▶ Exercise brief
Could you convert the listing below, starting at the line that contains "For the benchmark, point to the tailgate" and ending at the final line of the listing, into a JSON list of strings with one string per line and blank lines left out?

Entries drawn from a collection

******

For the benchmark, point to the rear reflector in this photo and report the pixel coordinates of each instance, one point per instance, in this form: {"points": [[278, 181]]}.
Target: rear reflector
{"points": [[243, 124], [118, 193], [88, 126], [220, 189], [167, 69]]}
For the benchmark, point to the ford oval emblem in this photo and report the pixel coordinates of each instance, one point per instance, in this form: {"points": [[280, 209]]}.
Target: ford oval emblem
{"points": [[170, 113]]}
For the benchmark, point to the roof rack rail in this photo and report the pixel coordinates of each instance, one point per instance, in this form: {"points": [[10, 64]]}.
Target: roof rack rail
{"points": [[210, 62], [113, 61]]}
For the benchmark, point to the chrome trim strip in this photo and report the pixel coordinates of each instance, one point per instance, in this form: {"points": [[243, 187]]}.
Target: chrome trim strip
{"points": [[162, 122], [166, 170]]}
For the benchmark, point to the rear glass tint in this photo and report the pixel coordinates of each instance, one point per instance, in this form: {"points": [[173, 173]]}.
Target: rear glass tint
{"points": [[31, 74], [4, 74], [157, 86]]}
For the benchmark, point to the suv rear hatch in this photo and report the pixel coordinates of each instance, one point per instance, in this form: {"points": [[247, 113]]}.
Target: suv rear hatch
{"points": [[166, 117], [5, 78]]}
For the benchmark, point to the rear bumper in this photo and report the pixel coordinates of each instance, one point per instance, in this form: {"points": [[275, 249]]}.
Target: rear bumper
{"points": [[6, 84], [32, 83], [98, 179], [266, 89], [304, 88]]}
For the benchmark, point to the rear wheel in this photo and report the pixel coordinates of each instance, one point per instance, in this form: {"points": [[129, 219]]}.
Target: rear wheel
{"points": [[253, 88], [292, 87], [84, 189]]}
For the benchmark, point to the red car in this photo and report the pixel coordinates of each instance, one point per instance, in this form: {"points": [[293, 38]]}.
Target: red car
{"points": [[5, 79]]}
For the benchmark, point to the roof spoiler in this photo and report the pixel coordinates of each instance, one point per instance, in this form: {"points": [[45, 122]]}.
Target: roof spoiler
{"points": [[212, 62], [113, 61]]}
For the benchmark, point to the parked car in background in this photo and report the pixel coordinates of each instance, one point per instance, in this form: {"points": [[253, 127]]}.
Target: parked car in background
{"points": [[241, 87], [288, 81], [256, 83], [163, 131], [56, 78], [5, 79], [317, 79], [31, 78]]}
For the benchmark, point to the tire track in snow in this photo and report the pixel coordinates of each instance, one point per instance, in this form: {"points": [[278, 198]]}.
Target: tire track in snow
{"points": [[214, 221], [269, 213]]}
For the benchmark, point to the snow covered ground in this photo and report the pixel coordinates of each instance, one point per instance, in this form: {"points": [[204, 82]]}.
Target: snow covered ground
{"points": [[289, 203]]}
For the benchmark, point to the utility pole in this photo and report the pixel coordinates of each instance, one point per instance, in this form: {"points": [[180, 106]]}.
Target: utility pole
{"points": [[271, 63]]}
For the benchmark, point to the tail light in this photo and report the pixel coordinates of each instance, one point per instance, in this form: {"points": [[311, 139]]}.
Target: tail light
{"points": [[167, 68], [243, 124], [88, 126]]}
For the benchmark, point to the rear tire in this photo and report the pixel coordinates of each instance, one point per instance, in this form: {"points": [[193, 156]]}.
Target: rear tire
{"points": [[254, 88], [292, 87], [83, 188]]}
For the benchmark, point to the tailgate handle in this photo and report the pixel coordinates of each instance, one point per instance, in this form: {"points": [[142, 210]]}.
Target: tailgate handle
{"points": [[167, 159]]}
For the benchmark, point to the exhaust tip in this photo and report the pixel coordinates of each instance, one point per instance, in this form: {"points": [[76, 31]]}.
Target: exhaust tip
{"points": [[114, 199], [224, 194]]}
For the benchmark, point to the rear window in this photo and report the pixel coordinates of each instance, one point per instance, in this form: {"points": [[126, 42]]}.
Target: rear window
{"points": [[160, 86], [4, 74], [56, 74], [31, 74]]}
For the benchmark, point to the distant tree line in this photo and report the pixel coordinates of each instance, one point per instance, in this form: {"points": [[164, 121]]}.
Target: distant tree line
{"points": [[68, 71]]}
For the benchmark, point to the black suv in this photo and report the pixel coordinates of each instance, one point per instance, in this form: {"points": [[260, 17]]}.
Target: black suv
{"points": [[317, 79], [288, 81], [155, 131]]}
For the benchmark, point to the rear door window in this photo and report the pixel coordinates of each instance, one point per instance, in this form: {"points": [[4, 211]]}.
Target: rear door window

******

▶ Solution to this problem
[
  "For the benchmark, point to the tailgate handle in this photo and report the pixel coordinates of each instance, one point per instance, in this form: {\"points\": [[142, 210]]}.",
  "Target: tailgate handle",
  "{\"points\": [[167, 159]]}",
  "For the benchmark, point to the exhaust tip in this photo and report the pixel coordinates of each instance, one point per instance, in this form: {\"points\": [[76, 31]]}.",
  "Target: exhaust tip",
  "{\"points\": [[114, 199], [224, 194]]}",
  "For the benchmark, point to the rear window in this photo and report the pixel coordinates of each instance, one point per instance, in this form: {\"points\": [[126, 42]]}.",
  "Target: rear window",
  "{\"points\": [[160, 86], [4, 74], [56, 74], [31, 74]]}",
  "For the benchmark, point to the distant tree line in this photo and report the pixel coordinates of each instance, one point per instance, in this form: {\"points\": [[164, 121]]}.",
  "Target: distant tree line",
  "{\"points\": [[68, 71]]}",
  "For the benchmark, point to the black suv in this photo and report the pixel coordinates of each instance, one point per instance, in this form: {\"points\": [[260, 17]]}.",
  "Target: black suv",
  "{\"points\": [[317, 79], [288, 81], [155, 131]]}",
  "For the benchmark, point to the rear door window in this photo and report the pixel coordinates of each instance, one point per instance, in this form: {\"points\": [[4, 211]]}.",
  "Target: rear door window"
]